Document passage —
____

VSJ – May 2004

Symposium Report

As regular readers know, Council member Paul Lynham traditionally writes a report on the annual symposium to which we devote the whole of ‘IAP News’. Here’s this year’s.

We met at Trinity House on 18 March. Director General Mike Ryan welcomed delegates and summarised recent changes including the new office, administrator and Webmaster. He also mentioned the significant amount of outsourcing to Asia and suggested members focus on customer-facing skills to differentiate them from remote working competition. Mike introduced this year’s chairman, Jim Bates, IAP President. Jim noted the magnificent surroundings afforded by Trinity House and introduced the first speaker, Richard Allan MP.


Richard began a career in Archaeology but became interested in IT and completed a government sponsored MSc in IT. He spent 6 years in the NHS, helping roll out Internet and email facilities. In 1997 he was elected MP for Sheffield Hallam. Only 26 of 650 MPs have a background in science or technology – just 4%!


He listed the parliamentary groups with an IT focus, including PITCOM, which IAP representatives attend. He noted the select committees that look at IT spending. The National Audit Office (www.nao.org.uk) analyses projects that have gone astray and concludes that decision-makers are light on expertise. Outsourcing has made the situation worse, with weak client-side input. This is worrying, as IT is a critical plank in improving public services.

____

(Position annotation records)

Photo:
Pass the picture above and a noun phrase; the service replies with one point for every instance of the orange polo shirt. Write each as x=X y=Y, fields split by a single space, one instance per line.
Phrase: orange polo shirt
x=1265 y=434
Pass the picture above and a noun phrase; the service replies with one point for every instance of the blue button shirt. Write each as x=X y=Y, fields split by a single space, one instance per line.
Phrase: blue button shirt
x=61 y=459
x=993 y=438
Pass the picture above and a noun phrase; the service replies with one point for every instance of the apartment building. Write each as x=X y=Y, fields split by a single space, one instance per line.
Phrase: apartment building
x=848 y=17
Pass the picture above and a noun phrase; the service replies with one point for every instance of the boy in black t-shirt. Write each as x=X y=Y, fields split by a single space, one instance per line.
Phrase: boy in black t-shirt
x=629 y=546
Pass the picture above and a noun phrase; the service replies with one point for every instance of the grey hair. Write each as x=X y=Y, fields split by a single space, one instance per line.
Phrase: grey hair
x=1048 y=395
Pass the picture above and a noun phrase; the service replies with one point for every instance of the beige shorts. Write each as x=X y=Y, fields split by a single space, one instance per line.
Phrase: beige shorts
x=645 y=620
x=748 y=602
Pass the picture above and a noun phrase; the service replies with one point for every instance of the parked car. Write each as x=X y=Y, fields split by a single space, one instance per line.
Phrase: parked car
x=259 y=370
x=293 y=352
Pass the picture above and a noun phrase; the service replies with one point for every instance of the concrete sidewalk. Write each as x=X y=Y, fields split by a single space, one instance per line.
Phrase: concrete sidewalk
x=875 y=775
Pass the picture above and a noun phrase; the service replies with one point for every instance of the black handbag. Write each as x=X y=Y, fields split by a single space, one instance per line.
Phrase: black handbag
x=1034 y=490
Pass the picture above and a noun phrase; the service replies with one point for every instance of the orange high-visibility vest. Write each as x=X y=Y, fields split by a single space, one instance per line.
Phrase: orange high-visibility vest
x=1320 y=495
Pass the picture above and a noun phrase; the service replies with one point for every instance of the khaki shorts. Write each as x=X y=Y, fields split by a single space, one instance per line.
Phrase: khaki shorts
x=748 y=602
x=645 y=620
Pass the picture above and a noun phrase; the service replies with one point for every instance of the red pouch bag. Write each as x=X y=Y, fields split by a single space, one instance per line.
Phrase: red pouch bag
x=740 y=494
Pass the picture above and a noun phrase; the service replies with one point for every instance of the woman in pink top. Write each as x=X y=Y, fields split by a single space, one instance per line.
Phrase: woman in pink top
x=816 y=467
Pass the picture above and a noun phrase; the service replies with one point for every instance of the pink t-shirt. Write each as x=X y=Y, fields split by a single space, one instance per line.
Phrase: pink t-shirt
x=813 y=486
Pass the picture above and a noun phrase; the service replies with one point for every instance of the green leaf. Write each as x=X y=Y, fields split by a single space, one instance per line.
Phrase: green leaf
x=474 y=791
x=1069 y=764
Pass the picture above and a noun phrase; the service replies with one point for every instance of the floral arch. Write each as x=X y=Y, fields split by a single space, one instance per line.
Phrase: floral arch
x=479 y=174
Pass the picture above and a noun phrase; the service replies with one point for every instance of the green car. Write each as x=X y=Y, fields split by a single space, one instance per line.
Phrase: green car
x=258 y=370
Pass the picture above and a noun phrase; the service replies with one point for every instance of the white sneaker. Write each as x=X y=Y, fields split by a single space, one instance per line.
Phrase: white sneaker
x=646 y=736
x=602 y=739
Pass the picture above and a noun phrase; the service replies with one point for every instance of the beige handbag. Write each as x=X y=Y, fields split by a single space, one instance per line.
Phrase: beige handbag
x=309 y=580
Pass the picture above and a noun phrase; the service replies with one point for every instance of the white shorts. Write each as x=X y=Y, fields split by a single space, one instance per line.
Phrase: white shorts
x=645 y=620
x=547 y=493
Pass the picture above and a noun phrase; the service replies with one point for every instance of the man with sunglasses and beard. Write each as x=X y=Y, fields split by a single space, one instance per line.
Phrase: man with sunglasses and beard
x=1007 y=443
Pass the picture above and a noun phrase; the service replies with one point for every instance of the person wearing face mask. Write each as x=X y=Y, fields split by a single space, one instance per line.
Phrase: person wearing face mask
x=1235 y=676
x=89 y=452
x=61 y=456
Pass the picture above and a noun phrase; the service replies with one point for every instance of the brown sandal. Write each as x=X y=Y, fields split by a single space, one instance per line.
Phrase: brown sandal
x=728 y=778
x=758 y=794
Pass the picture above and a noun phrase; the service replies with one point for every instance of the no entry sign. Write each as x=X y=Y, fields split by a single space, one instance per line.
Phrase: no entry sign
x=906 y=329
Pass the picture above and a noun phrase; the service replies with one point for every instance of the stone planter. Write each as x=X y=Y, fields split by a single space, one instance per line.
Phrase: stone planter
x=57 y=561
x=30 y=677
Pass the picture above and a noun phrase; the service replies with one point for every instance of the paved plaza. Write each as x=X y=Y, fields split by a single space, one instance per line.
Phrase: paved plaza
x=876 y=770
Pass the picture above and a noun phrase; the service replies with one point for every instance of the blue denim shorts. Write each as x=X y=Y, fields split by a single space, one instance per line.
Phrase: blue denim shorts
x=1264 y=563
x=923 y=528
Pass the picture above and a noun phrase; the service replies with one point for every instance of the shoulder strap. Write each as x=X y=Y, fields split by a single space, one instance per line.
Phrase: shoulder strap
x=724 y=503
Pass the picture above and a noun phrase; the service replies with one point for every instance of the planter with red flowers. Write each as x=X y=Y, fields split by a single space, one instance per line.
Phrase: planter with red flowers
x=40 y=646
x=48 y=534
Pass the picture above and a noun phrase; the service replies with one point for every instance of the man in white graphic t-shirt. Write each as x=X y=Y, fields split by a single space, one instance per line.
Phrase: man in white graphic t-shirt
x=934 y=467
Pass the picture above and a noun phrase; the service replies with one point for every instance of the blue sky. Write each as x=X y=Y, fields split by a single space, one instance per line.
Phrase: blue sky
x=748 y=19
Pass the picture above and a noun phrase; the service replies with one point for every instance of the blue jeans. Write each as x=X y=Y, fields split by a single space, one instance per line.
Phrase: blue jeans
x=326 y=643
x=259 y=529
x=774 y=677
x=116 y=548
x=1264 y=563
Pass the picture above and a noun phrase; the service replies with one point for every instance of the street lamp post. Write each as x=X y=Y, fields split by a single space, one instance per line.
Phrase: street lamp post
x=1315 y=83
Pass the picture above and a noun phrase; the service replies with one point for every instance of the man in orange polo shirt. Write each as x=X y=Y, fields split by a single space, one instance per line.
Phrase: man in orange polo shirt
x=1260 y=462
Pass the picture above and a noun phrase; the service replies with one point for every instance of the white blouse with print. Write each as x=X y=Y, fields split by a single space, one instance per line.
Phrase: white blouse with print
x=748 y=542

____

Given instruction A — Rewrite the records from the line with "of the khaki" to the line with "x=1069 y=764", substituting "endpoint" for "service" and leaving everything else unchanged.
Given instruction B — Extend the symposium report onward from the last sentence shown.
The text and the records are unrelated to each other.

Expected output A —
Pass the picture above and a noun phrase; the endpoint replies with one point for every instance of the khaki shorts. Write each as x=X y=Y, fields split by a single space, one instance per line.
Phrase: khaki shorts
x=748 y=602
x=645 y=620
Pass the picture above and a noun phrase; the endpoint replies with one point for every instance of the red pouch bag. Write each as x=X y=Y, fields split by a single space, one instance per line.
Phrase: red pouch bag
x=740 y=494
Pass the picture above and a noun phrase; the endpoint replies with one point for every instance of the woman in pink top. Write each as x=X y=Y, fields split by a single space, one instance per line.
Phrase: woman in pink top
x=816 y=467
Pass the picture above and a noun phrase; the endpoint replies with one point for every instance of the pink t-shirt. Write each as x=X y=Y, fields split by a single space, one instance per line.
Phrase: pink t-shirt
x=813 y=486
Pass the picture above and a noun phrase; the endpoint replies with one point for every instance of the green leaf. Write each as x=X y=Y, fields split by a single space, one instance per line.
Phrase: green leaf
x=474 y=791
x=1069 y=764

Expected output B —
Large projects have poor track records, WERS 2, Tax Credit and GCHQ being examples. In the latter case, a project with a £20m budget actually cost £400m. This has led to a perception that ‘Government IT’ is synonymous with failure. So projects must now be ‘green flagged’ through the Office of Government Commerce. The department initiating the project and the industry partner each need a ‘champion’.


PFI’s promise of eliminating Government risk has proved illusory. A new model will use private third parties, but ‘in partnership’. Thus, ministers can no longer say, ‘ We contracted out and they failed’.


Disaster has attended political ignorance. For instance, a political decision was taken not to test a benefits system so that it could meet a deadline. The result was that, although the user interface worked, when connected to the production database, it failed miserably and benefits were not paid.


NHS Direct is a successful example but this project did not affect existing systems. Richard believes IT can deliver better public services but it needs commitment and understanding to succeed.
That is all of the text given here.